─── Selected passage ───

On the latest episode of ‘Who Do You Think You’ (which aired on BBC on Thursday), the former Voice presenter discovered his family roots and is eager to put his troubled past with his dad behind him. According to The Mirror, after his parents divorced when Reggie Yates was four-years-old, his father visited him just a handful of times. Aged 16, the TV presenter bumped into his father outside a Tube station and threw his card in the bin. And he didn’t see him again.
“In my teens, I think my head-space was very different because I didn’t understand just how important it is to know your family, regardless of the intricacies of that person and their failures,” Reggie says.
But now the 31-year-old has healed the rift with his estranged father – also called Reggie.
“As an adult, you make a decision whether you want to pursue something,” he says. “You grow up and things change.
“Your priorities change and regardless of what has happened, as an adult, you have to make quite big decisions and I made a few of my own.”
No longer strangers, the two have started to build a relationship.
“As I’m getting older I’m understanding the importance of family and at some point I hope to be a father and regardless of my relationship with my dad, I think it’s very important to my children to have a relationship with their grandfather,” Reggie says.
“I want them to be able to know who their family are and what their history is.”
Growing up without his father, means Reggie, who is of Ghanian descent, has very little information about that side of his family.
And in a bid to fill in the missing pieces of his family jigsaw, he has taken part in BBC One’s Who Do You Think You Are?, which screens on Thursday.
With the help of the show, he has tracked his relatives as far back as his British great-great grandfather, A G Lloyd.
A commissioner in the Colonial Service, which administered most of Britain’s overseas possessions, he was sent to work in Ghana.
The region was then known as the Gold Coast because it was so rich in gold.
While there, he had a daughter with Reggie’s great-great grandmother, Sarah, but later deserted mother and child.
As an adult, Reggie’s great-grandmother, Dorothy, married an Englishman, George Yates who came to work on the gold mines.
Reggie discovers George already had a wife and several children back in England.
It would seem Dorothy, who had a son with George, wasn’t aware of this.
George split his time between the two families but, when Reggie’s grandfather, Harry, was two-years-old, George left Ghana for England after falling ill and never returned.

───

Study questions:
1 - From the article about Reggie Yates, write out word for word the part that opens with the words containing "The region was" and closes with "and never returned.".
2 - Continue the article about Reggie Yates's family history from its last sentence.

─── Available data ───

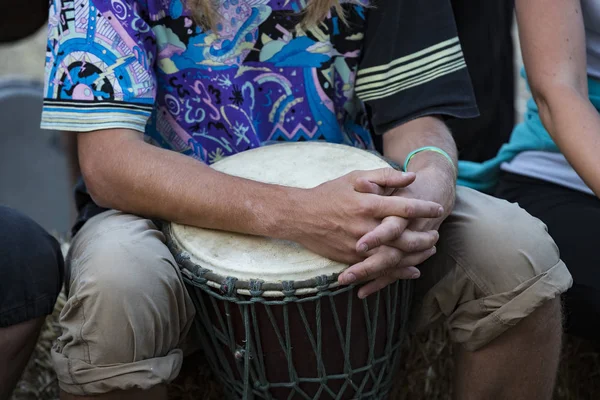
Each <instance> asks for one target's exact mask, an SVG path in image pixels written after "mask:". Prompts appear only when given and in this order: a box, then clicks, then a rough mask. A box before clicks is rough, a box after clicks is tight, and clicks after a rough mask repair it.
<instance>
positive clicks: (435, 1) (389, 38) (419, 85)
mask: <svg viewBox="0 0 600 400" xmlns="http://www.w3.org/2000/svg"><path fill="white" fill-rule="evenodd" d="M355 90H356V94H357V96H358V97H359V98H360V99H361V100H362V101H364V102H365V103H366V104H367V106H368V109H369V111H370V113H371V120H372V123H373V126H374V129H375V132H376V133H379V134H383V133H385V132H387V131H388V130H390V129H392V128H393V127H394V126H397V125H399V124H401V123H403V122H406V121H409V120H411V119H414V118H418V117H421V116H425V115H442V116H451V117H458V118H472V117H475V116H477V115H478V111H477V105H476V102H475V97H474V94H473V89H472V86H471V80H470V77H469V73H468V71H467V68H466V64H465V60H464V57H463V53H462V49H461V45H460V42H459V39H458V34H457V30H456V25H455V20H454V15H453V13H452V7H451V4H450V1H449V0H419V1H414V0H379V1H376V2H375V3H374V4H373V7H372V8H371V9H370V10H369V13H368V17H367V32H366V35H365V48H364V53H363V58H362V61H361V64H360V66H359V71H358V74H357V80H356V86H355Z"/></svg>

───

Results by task:
1 -
The region was then known as the Gold Coast because it was so rich in gold.
While there, he had a daughter with Reggie’s great-great grandmother, Sarah, but later deserted mother and child.
As an adult, Reggie’s great-grandmother, Dorothy, married an Englishman, George Yates who came to work on the gold mines.
Reggie discovers George already had a wife and several children back in England.
It would seem Dorothy, who had a son with George, wasn’t aware of this.
George split his time between the two families but, when Reggie’s grandfather, Harry, was two-years-old, George left Ghana for England after falling ill and never returned.

2 -
“The parallels in this story between Harry and myself are a little scary because that’s essentially what’s happened to me in the UK,” Reggie says.
He adds: “I always knew it was going to be an education and it definitely was.”
He was also surprised by how many mixed race relationships there were in his family.
“I thought it might have happened once and that complexion travelled down through the family but it happened several times through the generations,” he says.
Reggie never met his paternal grandparents, who died in the early 2000s.
But, thanks to the show, he got to visit his grandfather’s house in Ghana.
“It was weird because I was walking the corridors that my dad used to play in as a kid with all my uncles,” Reggie says.
“To be in the place that was once his castle was a brilliant feeling. I wish I’d had a chance to meet him because he seemed like a really special guy.”
Raised by his mother, Felicity, on an estate in Holloway, north London, Reggie first hit our TV screens at just eight-years-old when he starred in Channel 4 sitcom, Desmond’s.
He went on to land a part in Grange Hill and other TV shows before presenting Top Of The Pops and shows on Radio 1 with Fearne Cotton.
Reggie is still extremely close to the 33-year-old DJ and was present when she recently tied the knot with Jesse Wood – the son of Rolling Stones guitarist Ronnie Wood.
“It’s so amazing to see Fearne as happy as she is,” he says. “It’s lovely to see someone you care about move into the next phase of their lives.”
Fearne gave birth to a son, Rex, last year and Reggie was one of the first to meet him.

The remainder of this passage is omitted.